# [DATA FOR REVIEW]
· · ·

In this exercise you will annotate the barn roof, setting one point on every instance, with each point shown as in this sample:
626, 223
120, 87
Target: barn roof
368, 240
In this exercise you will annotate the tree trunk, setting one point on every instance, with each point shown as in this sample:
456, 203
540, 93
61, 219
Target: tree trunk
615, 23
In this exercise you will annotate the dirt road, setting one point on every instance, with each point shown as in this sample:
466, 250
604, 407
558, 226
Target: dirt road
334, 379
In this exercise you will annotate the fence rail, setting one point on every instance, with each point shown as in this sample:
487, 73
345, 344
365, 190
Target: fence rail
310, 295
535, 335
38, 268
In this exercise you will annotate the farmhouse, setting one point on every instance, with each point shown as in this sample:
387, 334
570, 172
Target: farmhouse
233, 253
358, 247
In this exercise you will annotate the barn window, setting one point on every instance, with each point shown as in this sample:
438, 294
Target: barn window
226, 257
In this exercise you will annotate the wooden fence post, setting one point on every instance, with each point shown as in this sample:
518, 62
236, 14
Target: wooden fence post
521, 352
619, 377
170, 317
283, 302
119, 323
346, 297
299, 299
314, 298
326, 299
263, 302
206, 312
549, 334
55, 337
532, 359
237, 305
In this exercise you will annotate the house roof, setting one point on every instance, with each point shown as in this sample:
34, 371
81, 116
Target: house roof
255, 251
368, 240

· · ·

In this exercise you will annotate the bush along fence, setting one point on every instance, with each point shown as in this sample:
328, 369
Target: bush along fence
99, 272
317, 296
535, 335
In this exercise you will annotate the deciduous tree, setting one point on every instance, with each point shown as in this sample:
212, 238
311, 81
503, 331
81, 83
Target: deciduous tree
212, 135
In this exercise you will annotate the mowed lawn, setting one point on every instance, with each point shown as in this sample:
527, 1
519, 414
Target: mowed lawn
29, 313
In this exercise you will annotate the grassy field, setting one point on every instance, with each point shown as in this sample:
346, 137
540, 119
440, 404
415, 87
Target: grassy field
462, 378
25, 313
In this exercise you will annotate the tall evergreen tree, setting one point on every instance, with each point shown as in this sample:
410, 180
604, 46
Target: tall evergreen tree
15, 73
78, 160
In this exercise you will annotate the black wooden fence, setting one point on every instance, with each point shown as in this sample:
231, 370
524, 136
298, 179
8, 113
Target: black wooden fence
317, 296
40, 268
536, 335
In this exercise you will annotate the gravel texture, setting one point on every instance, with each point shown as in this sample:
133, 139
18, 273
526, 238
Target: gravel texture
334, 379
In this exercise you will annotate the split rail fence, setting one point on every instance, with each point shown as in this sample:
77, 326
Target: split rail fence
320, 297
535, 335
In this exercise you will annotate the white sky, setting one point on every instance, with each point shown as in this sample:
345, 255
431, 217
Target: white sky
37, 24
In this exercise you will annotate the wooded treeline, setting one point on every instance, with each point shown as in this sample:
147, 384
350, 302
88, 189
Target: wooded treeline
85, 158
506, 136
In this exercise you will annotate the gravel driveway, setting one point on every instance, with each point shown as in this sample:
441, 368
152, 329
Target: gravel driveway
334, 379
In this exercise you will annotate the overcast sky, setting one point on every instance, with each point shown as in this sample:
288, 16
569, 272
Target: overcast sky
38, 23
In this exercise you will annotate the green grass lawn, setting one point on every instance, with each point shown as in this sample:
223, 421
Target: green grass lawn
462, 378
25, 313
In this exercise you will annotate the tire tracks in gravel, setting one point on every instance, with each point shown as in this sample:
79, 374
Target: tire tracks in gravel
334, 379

· · ·

# [EXERCISE DESCRIPTION]
Restate word for word the lines in the material above from the one with "In this exercise you will annotate the barn roof, setting" to the one with "In this exercise you will annotate the farmhouse, setting"; both of those lines count, and nothing else does.

# [OUTPUT OF THE EXERCISE]
In this exercise you will annotate the barn roof, setting one point on every instance, with each point shown as in this sample:
626, 223
120, 87
Target: barn roof
368, 240
In this exercise you will annotate the tree trunk, setting one point on every instance, with each point shown as in this sample:
456, 203
540, 93
61, 219
Target: tree trunk
615, 23
In this exercise you will annotate the dirt road, setting one point on every instance, with each point shown as in this sample:
466, 250
604, 407
558, 226
Target: dirt road
334, 379
In this exercise you will annotate the fence rail, setting one point on every instance, with each point shown as in this sample:
487, 73
345, 344
365, 190
Target: fence rail
310, 295
535, 335
38, 268
In this exercise you will annotate the farmhouse, setting one point on every instance, with each point shown as in this sample:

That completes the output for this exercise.